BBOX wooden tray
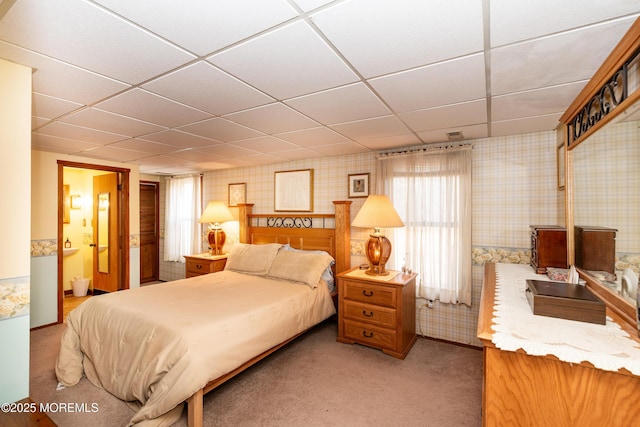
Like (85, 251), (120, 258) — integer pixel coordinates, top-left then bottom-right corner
(525, 280), (606, 325)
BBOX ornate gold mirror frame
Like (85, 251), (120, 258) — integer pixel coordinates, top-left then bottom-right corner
(558, 19), (640, 330)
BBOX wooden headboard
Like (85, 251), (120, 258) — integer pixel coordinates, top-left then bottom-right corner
(238, 200), (351, 273)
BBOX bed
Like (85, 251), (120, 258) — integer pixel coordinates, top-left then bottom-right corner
(56, 201), (350, 426)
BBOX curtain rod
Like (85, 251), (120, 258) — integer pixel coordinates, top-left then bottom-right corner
(376, 144), (473, 159)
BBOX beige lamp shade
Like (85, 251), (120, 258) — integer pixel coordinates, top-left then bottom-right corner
(198, 200), (234, 255)
(351, 195), (404, 276)
(351, 194), (404, 229)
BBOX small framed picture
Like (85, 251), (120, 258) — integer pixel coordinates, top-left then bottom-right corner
(229, 182), (247, 208)
(274, 169), (313, 212)
(349, 173), (369, 199)
(556, 142), (566, 190)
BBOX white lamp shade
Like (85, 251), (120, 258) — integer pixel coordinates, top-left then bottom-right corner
(198, 200), (234, 224)
(351, 194), (404, 228)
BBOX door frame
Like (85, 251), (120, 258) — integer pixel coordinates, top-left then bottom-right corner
(139, 180), (160, 284)
(57, 160), (131, 323)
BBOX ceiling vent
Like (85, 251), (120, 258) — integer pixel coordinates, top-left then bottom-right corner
(447, 131), (464, 141)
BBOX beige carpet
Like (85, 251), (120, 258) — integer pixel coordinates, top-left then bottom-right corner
(30, 320), (482, 427)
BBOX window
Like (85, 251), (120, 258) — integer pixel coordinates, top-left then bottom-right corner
(164, 176), (202, 262)
(378, 149), (471, 305)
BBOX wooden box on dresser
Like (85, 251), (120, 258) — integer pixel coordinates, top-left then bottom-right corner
(184, 253), (227, 278)
(574, 225), (618, 273)
(477, 264), (640, 427)
(530, 225), (567, 274)
(336, 268), (416, 359)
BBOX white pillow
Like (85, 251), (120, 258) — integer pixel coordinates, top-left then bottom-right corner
(267, 250), (334, 289)
(224, 243), (282, 275)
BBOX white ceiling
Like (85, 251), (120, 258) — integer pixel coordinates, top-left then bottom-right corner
(0, 0), (640, 174)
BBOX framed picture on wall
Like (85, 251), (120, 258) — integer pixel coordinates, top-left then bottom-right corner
(349, 173), (369, 199)
(274, 169), (313, 212)
(556, 142), (565, 190)
(229, 182), (247, 208)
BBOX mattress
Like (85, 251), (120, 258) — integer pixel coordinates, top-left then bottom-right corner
(55, 270), (335, 426)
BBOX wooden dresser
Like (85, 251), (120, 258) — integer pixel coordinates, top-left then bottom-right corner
(574, 225), (618, 273)
(478, 264), (640, 426)
(184, 253), (227, 278)
(530, 225), (567, 274)
(337, 268), (416, 359)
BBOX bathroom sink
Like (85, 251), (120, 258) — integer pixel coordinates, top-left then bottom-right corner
(62, 248), (80, 256)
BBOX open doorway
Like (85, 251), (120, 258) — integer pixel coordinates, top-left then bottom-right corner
(58, 160), (130, 323)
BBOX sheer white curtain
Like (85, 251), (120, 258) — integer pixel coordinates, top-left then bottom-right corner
(164, 176), (202, 262)
(376, 146), (471, 306)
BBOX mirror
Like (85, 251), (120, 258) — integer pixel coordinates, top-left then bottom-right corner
(96, 193), (110, 273)
(573, 107), (640, 306)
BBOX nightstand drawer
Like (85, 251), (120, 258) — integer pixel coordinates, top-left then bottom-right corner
(344, 320), (396, 350)
(185, 257), (227, 277)
(343, 280), (397, 308)
(344, 300), (396, 329)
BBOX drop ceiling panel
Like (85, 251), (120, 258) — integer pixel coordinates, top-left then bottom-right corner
(275, 127), (347, 147)
(358, 133), (421, 150)
(489, 0), (639, 47)
(180, 118), (263, 142)
(491, 82), (585, 121)
(31, 92), (82, 119)
(97, 0), (296, 56)
(230, 136), (300, 154)
(311, 0), (483, 78)
(0, 40), (131, 104)
(370, 54), (487, 113)
(208, 22), (357, 99)
(142, 61), (274, 115)
(96, 89), (211, 127)
(31, 132), (99, 154)
(111, 138), (185, 156)
(274, 148), (323, 161)
(286, 83), (391, 125)
(224, 103), (318, 135)
(139, 129), (220, 148)
(0, 0), (194, 84)
(81, 145), (149, 162)
(61, 108), (165, 137)
(491, 19), (633, 95)
(313, 141), (369, 156)
(418, 124), (489, 143)
(294, 0), (333, 12)
(331, 116), (411, 141)
(399, 100), (487, 132)
(491, 113), (562, 136)
(38, 122), (127, 145)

——————————

**Task:** Copy all the records above line for line, without any changes, and leave the pictures out.

**Complete answer:**
BBOX wooden tray
Like (85, 251), (120, 258) — integer pixel coordinates, top-left then bottom-right corner
(525, 280), (606, 325)
BBOX ornate gold mirror frame
Like (85, 251), (120, 258) — integer pixel coordinates, top-left then bottom-right corner
(558, 19), (640, 330)
BBOX wooden headboard
Like (85, 251), (120, 258) — integer pixel coordinates, top-left then bottom-right corner
(238, 200), (351, 273)
BBOX bed
Like (85, 251), (120, 258) — integer pixel coordinates, top-left then bottom-right corner
(56, 201), (350, 426)
BBOX curtain rod
Like (85, 251), (120, 258) — integer pixel coordinates, top-left then bottom-right corner
(376, 144), (473, 159)
BBOX beige lamp shade
Like (85, 251), (120, 258) — integer pixel coordinates, top-left then bottom-right corner
(198, 200), (234, 255)
(351, 195), (404, 276)
(351, 194), (404, 229)
BBOX small framed picture
Like (85, 251), (120, 258) — integer pixel coordinates, top-left then bottom-right corner
(229, 182), (247, 208)
(274, 169), (313, 212)
(349, 173), (369, 199)
(556, 142), (566, 190)
BBOX white lamp shade
Like (85, 251), (120, 258) — integer pixel coordinates, top-left then bottom-right corner
(198, 200), (234, 224)
(351, 194), (404, 228)
BBOX door frame
Like (85, 251), (120, 258) — integer pixel coordinates, top-left then bottom-right corner
(139, 180), (160, 284)
(57, 160), (131, 323)
BBOX ceiling vent
Like (85, 251), (120, 258) — integer pixel coordinates, top-left then bottom-right corner
(447, 131), (464, 141)
BBOX beige carpet
Like (85, 251), (120, 258) — integer pixel coordinates, top-left then bottom-right corner
(30, 320), (482, 427)
BBOX window
Like (85, 251), (120, 258) — integer pixel coordinates, top-left then bottom-right corner
(164, 176), (202, 262)
(378, 149), (471, 305)
BBOX wooden box on dresser
Like (85, 251), (120, 258) — integer pixel coordinates, top-left then bottom-right corner
(184, 253), (227, 278)
(574, 225), (618, 273)
(477, 264), (640, 427)
(530, 225), (567, 274)
(336, 268), (416, 359)
BBOX white pillow
Like (85, 251), (120, 258) — integer pixel coordinates, top-left then bottom-right corner
(267, 250), (334, 289)
(224, 243), (282, 275)
BBOX white ceiling
Like (85, 251), (120, 258) — integer pixel coordinates, top-left then bottom-right corner
(0, 0), (640, 174)
BBOX framed picture on wall
Like (85, 251), (120, 258) — integer pixel coordinates, top-left then bottom-right corner
(349, 173), (369, 199)
(274, 169), (313, 212)
(556, 142), (565, 190)
(229, 182), (247, 208)
BBOX mattress
Like (85, 251), (120, 258) — integer pixel coordinates, top-left then bottom-right corner
(55, 270), (335, 426)
BBOX wooden dresser
Like (85, 251), (120, 258) — integer pixel coordinates, top-left then bottom-right corner
(574, 225), (618, 273)
(478, 264), (640, 426)
(184, 253), (227, 278)
(530, 225), (567, 274)
(337, 268), (416, 359)
BBOX bathroom sink
Like (85, 251), (120, 258) — integer pixel coordinates, top-left then bottom-right corner
(62, 248), (80, 256)
BBOX open doorway
Like (85, 251), (120, 258) — integer pixel coordinates, top-left then bottom-right corner
(58, 160), (130, 323)
BBOX sheer white curtain
Like (85, 251), (120, 258) — integer pixel coordinates, top-left then bottom-right corner
(164, 176), (202, 262)
(376, 146), (471, 306)
BBOX mirror
Like (85, 251), (120, 258) — integer pixel coordinates, top-left then bottom-right corner
(96, 193), (110, 273)
(573, 107), (640, 306)
BBOX nightstand drawer
Like (85, 251), (120, 258) — integer pixel coordinates, top-left then bottom-right corner
(344, 320), (396, 350)
(185, 257), (227, 277)
(343, 280), (397, 308)
(344, 300), (396, 329)
BBOX drop ceiling panel
Like (85, 251), (120, 258) — integer pixel coordinates, top-left then bottom-right corner
(275, 127), (347, 147)
(358, 133), (421, 150)
(489, 0), (639, 47)
(180, 118), (263, 142)
(491, 82), (585, 121)
(31, 92), (82, 119)
(97, 0), (296, 56)
(230, 136), (300, 154)
(311, 0), (483, 78)
(0, 40), (131, 104)
(370, 54), (487, 113)
(208, 22), (357, 99)
(142, 61), (274, 115)
(96, 89), (211, 127)
(31, 132), (99, 154)
(111, 138), (185, 156)
(274, 148), (323, 161)
(286, 83), (391, 125)
(224, 103), (318, 135)
(139, 129), (220, 148)
(0, 0), (194, 84)
(81, 145), (149, 162)
(61, 108), (165, 137)
(491, 19), (633, 95)
(313, 141), (369, 156)
(418, 124), (489, 143)
(294, 0), (333, 12)
(331, 116), (411, 141)
(399, 100), (487, 132)
(491, 113), (562, 136)
(38, 122), (127, 145)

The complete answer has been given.